→ **Exercise requirements**:
Copy out the material word for word, from its first line through the line containing "x=361, y=307".

→ **Records shown**:
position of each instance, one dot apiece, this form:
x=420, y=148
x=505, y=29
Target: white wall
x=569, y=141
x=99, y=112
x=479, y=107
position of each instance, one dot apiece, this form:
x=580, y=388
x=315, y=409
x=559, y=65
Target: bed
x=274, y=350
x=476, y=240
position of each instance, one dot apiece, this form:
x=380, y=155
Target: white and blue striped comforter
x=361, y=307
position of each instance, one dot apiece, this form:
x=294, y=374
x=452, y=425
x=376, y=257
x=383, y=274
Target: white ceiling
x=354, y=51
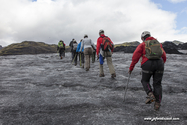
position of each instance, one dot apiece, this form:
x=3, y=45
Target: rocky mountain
x=177, y=42
x=169, y=47
x=28, y=47
x=135, y=43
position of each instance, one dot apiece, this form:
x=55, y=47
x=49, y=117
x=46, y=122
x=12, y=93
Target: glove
x=130, y=72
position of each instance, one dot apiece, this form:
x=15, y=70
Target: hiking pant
x=108, y=56
x=75, y=54
x=153, y=68
x=93, y=56
x=72, y=55
x=61, y=52
x=82, y=57
x=87, y=54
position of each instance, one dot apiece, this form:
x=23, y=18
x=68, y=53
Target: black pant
x=153, y=68
x=75, y=56
x=61, y=52
x=82, y=57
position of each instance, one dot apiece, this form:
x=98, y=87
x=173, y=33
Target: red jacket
x=99, y=41
x=140, y=52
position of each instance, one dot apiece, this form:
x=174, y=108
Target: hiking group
x=152, y=63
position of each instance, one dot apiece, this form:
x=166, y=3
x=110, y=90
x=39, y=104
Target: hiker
x=104, y=51
x=93, y=55
x=81, y=54
x=74, y=48
x=61, y=48
x=152, y=64
x=87, y=44
x=71, y=46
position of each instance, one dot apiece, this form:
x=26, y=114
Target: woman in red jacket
x=150, y=67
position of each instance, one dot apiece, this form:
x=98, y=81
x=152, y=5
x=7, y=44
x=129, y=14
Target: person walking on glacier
x=61, y=48
x=152, y=64
x=87, y=44
x=105, y=49
x=81, y=53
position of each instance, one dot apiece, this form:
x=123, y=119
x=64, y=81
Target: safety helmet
x=145, y=33
x=101, y=31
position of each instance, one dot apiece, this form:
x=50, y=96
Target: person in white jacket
x=88, y=45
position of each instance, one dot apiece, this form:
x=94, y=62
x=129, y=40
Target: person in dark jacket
x=150, y=67
x=74, y=52
x=61, y=48
x=106, y=54
x=71, y=46
x=81, y=53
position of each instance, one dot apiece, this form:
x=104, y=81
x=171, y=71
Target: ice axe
x=126, y=87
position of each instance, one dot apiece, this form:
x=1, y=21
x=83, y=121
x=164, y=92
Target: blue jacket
x=79, y=47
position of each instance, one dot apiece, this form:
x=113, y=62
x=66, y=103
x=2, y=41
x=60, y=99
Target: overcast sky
x=122, y=20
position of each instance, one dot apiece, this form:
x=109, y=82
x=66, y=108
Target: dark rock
x=182, y=46
x=170, y=48
x=130, y=49
x=125, y=49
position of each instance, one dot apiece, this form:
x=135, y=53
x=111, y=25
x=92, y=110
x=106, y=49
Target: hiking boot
x=113, y=75
x=150, y=98
x=101, y=75
x=157, y=106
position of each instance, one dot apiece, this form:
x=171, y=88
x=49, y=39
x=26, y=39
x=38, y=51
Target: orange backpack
x=107, y=44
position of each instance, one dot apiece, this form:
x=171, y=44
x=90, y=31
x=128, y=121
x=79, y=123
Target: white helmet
x=145, y=33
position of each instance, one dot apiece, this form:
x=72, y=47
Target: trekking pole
x=80, y=59
x=126, y=87
x=74, y=59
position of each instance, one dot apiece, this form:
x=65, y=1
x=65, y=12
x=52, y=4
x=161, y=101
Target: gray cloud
x=49, y=21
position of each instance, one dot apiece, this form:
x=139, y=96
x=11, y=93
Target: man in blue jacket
x=81, y=53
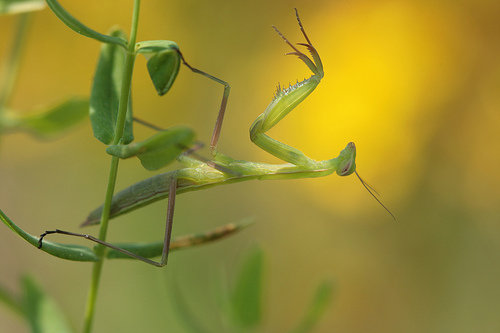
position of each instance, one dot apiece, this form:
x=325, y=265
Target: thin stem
x=120, y=126
x=11, y=65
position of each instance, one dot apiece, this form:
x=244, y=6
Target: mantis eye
x=346, y=169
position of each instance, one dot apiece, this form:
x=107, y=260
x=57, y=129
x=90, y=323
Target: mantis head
x=346, y=160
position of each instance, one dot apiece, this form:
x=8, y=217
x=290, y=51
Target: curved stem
x=120, y=125
x=11, y=66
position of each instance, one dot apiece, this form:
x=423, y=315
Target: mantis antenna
x=368, y=187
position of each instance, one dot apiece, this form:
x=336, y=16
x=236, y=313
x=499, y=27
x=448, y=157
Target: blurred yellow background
x=413, y=83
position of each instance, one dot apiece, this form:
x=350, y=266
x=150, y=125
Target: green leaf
x=163, y=68
x=63, y=251
x=163, y=63
x=317, y=308
x=82, y=29
x=20, y=6
x=52, y=121
x=158, y=150
x=246, y=296
x=105, y=95
x=42, y=313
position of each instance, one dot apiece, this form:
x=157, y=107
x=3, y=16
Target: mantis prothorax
x=199, y=175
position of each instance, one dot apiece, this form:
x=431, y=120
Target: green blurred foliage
x=413, y=83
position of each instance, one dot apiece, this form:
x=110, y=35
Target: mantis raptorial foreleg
x=166, y=241
x=284, y=101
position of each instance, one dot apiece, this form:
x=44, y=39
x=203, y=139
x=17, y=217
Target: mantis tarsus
x=199, y=175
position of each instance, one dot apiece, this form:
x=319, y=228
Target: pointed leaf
x=105, y=95
x=163, y=68
x=20, y=6
x=163, y=62
x=52, y=121
x=317, y=308
x=246, y=297
x=63, y=251
x=43, y=314
x=158, y=150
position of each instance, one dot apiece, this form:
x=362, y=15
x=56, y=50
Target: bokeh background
x=413, y=83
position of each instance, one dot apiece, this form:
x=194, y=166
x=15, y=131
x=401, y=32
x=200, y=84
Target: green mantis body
x=198, y=175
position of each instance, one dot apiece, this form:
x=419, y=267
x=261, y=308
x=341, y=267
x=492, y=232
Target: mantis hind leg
x=166, y=241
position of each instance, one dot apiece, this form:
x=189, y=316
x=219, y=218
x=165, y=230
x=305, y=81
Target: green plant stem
x=120, y=125
x=11, y=65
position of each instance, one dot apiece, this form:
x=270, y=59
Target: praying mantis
x=198, y=174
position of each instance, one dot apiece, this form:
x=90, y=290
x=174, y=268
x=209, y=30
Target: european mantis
x=197, y=175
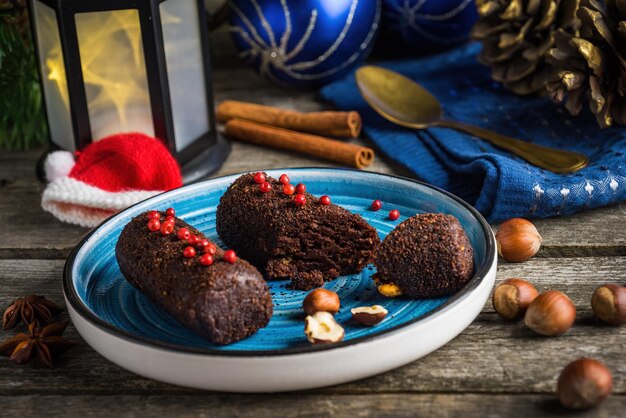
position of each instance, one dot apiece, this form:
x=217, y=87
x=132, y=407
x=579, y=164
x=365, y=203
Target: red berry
x=193, y=239
x=259, y=178
x=154, y=225
x=167, y=228
x=189, y=252
x=210, y=249
x=284, y=179
x=265, y=187
x=289, y=189
x=183, y=234
x=206, y=259
x=299, y=200
x=230, y=256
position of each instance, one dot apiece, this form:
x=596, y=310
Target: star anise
x=30, y=309
x=46, y=344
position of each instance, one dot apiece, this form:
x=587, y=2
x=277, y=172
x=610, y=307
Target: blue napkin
x=497, y=183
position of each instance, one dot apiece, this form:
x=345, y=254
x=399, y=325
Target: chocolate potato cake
x=425, y=256
x=290, y=234
x=206, y=289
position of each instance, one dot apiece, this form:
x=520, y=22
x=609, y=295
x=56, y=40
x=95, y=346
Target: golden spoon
x=406, y=103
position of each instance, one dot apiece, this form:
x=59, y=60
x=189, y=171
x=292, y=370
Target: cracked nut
x=518, y=240
x=584, y=383
x=609, y=304
x=389, y=290
x=321, y=300
x=369, y=315
x=512, y=297
x=321, y=328
x=550, y=314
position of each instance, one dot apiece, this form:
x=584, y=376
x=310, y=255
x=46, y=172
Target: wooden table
x=494, y=368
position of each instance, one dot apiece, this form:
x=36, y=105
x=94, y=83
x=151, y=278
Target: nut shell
x=518, y=240
x=584, y=383
x=609, y=304
x=512, y=297
x=369, y=315
x=321, y=300
x=551, y=313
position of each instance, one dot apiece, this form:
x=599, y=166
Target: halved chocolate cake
x=290, y=234
x=426, y=256
x=208, y=290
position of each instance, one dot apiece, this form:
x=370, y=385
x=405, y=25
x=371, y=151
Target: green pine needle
x=22, y=121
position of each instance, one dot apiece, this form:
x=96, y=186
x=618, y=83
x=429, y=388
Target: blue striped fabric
x=498, y=184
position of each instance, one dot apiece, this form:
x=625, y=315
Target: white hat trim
x=81, y=204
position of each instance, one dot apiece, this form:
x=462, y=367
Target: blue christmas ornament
x=429, y=25
x=305, y=43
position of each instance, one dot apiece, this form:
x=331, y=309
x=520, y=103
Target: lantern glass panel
x=53, y=76
x=114, y=72
x=185, y=70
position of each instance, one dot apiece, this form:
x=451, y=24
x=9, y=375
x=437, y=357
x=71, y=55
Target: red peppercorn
x=299, y=200
x=259, y=178
x=206, y=259
x=183, y=234
x=289, y=189
x=154, y=225
x=210, y=249
x=193, y=239
x=265, y=187
x=230, y=256
x=325, y=200
x=189, y=252
x=167, y=228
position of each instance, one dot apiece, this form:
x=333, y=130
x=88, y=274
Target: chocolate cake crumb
x=309, y=245
x=426, y=256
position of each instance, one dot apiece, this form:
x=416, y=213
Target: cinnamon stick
x=330, y=123
x=338, y=151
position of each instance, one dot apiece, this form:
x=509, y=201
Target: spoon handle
x=556, y=160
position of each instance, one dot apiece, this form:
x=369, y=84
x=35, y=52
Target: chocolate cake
x=293, y=236
x=425, y=256
x=222, y=301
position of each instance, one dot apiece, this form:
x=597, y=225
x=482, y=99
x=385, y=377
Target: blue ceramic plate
x=99, y=298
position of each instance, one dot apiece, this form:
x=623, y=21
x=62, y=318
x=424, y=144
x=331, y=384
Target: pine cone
x=592, y=64
x=517, y=34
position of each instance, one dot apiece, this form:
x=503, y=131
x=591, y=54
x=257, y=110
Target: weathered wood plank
x=305, y=405
x=492, y=355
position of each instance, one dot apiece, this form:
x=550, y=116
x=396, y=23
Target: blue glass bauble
x=429, y=25
x=305, y=43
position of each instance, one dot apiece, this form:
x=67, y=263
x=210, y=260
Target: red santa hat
x=107, y=176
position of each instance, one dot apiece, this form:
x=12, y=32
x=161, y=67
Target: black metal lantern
x=112, y=66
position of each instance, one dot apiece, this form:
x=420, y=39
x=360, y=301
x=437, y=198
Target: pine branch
x=22, y=122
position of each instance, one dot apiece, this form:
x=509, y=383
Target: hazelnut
x=551, y=313
x=321, y=300
x=518, y=240
x=369, y=315
x=584, y=383
x=389, y=290
x=512, y=297
x=609, y=303
x=322, y=328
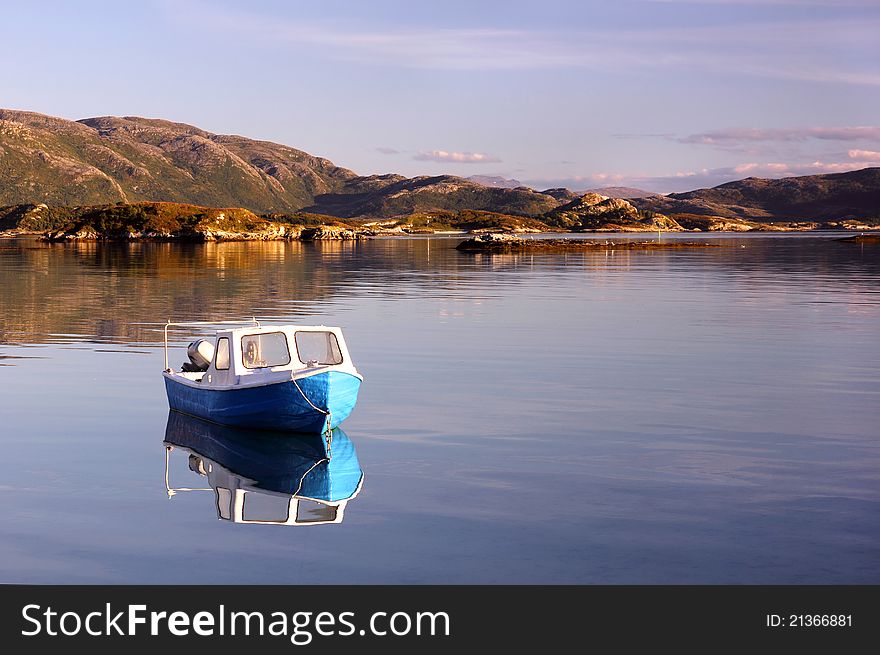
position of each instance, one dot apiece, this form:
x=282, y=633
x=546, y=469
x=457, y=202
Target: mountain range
x=108, y=160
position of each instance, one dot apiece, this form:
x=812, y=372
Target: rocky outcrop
x=505, y=243
x=594, y=212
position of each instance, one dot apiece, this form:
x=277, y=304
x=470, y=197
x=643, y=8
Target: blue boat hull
x=279, y=406
x=297, y=464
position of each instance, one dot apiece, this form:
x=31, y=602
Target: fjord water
x=704, y=415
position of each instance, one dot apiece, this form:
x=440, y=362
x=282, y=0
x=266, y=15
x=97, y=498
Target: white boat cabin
x=263, y=354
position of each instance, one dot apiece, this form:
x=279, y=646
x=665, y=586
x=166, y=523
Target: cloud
x=710, y=177
x=733, y=136
x=796, y=3
x=782, y=49
x=455, y=157
x=867, y=155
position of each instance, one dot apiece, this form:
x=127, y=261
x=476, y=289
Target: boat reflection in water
x=267, y=477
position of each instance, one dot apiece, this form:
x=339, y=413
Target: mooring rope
x=326, y=412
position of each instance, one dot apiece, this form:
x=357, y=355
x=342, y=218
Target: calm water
x=691, y=416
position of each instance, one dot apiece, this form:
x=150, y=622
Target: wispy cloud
x=709, y=177
x=795, y=3
x=864, y=155
x=785, y=49
x=740, y=135
x=455, y=157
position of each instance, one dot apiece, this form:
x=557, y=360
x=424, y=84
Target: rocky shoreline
x=505, y=243
x=162, y=221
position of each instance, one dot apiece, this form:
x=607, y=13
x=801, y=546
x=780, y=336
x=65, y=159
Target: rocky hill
x=832, y=197
x=104, y=160
x=395, y=195
x=597, y=212
x=625, y=192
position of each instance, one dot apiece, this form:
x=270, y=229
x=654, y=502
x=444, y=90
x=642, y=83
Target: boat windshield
x=264, y=350
x=318, y=348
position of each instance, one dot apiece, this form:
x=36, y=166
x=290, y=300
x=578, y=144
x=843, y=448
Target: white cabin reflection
x=266, y=478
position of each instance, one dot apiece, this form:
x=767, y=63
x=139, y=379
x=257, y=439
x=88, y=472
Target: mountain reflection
x=265, y=477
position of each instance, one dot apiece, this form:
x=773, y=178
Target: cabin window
x=318, y=348
x=263, y=508
x=309, y=511
x=224, y=503
x=264, y=350
x=221, y=359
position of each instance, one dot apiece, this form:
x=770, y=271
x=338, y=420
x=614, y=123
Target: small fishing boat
x=265, y=477
x=291, y=377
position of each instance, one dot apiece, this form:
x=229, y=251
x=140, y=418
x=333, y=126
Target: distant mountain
x=395, y=195
x=495, y=181
x=593, y=211
x=624, y=192
x=835, y=196
x=101, y=161
x=95, y=161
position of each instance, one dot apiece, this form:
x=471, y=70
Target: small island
x=506, y=243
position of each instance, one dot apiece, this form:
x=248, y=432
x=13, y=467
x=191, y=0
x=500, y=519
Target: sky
x=664, y=95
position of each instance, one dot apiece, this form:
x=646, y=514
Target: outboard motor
x=200, y=353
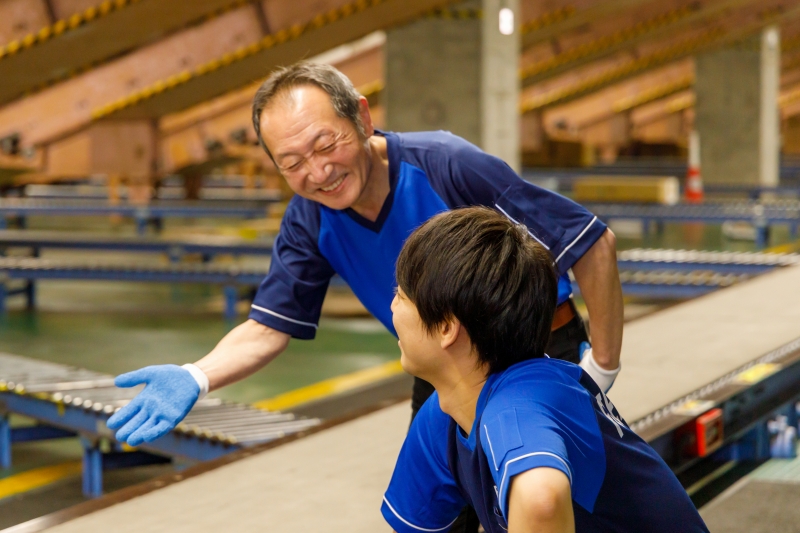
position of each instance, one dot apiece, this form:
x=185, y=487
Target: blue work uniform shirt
x=538, y=413
x=429, y=172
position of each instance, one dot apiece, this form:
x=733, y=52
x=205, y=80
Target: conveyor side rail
x=69, y=401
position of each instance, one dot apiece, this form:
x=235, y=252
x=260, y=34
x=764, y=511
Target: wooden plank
x=710, y=39
x=58, y=111
x=664, y=190
x=89, y=35
x=250, y=63
x=665, y=24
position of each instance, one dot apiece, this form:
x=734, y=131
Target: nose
x=319, y=171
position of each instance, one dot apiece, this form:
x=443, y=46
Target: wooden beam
x=61, y=110
x=350, y=22
x=710, y=39
x=59, y=50
x=567, y=19
x=664, y=24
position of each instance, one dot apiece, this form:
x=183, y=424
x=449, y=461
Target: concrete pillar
x=458, y=74
x=737, y=111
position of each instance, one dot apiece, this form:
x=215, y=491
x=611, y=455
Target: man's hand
x=604, y=378
x=169, y=394
x=598, y=278
x=540, y=501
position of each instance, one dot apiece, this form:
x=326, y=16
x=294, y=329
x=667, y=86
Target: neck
x=459, y=397
x=374, y=195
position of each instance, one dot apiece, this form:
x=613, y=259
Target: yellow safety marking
x=330, y=387
x=758, y=372
x=548, y=19
x=38, y=477
x=608, y=41
x=266, y=43
x=663, y=56
x=694, y=407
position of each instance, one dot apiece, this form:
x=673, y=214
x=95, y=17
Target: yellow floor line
x=39, y=477
x=330, y=387
x=787, y=248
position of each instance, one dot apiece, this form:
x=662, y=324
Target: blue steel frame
x=101, y=451
x=760, y=215
x=231, y=279
x=154, y=212
x=175, y=249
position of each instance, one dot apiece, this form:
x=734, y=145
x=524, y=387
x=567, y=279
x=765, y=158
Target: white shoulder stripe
x=491, y=449
x=409, y=524
x=521, y=224
x=576, y=240
x=505, y=472
x=286, y=318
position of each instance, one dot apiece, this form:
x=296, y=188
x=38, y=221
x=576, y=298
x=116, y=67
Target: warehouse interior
x=138, y=213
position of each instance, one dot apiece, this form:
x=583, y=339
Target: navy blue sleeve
x=463, y=175
x=290, y=297
x=422, y=495
x=520, y=432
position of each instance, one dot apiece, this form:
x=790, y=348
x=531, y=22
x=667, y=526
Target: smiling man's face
x=321, y=155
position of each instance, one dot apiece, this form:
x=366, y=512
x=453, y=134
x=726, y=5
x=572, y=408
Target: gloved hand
x=604, y=378
x=169, y=394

→ **Solution to the problem**:
position of each instance, one dot apiece, this form:
x=420, y=148
x=505, y=29
Target: white wall
x=569, y=141
x=99, y=112
x=479, y=107
position of each instance, one dot apiece, this form:
x=580, y=388
x=315, y=409
x=559, y=65
Target: bed
x=274, y=350
x=476, y=240
position of each instance, one dot apiece, this form:
x=380, y=155
Target: white and blue striped comforter
x=361, y=307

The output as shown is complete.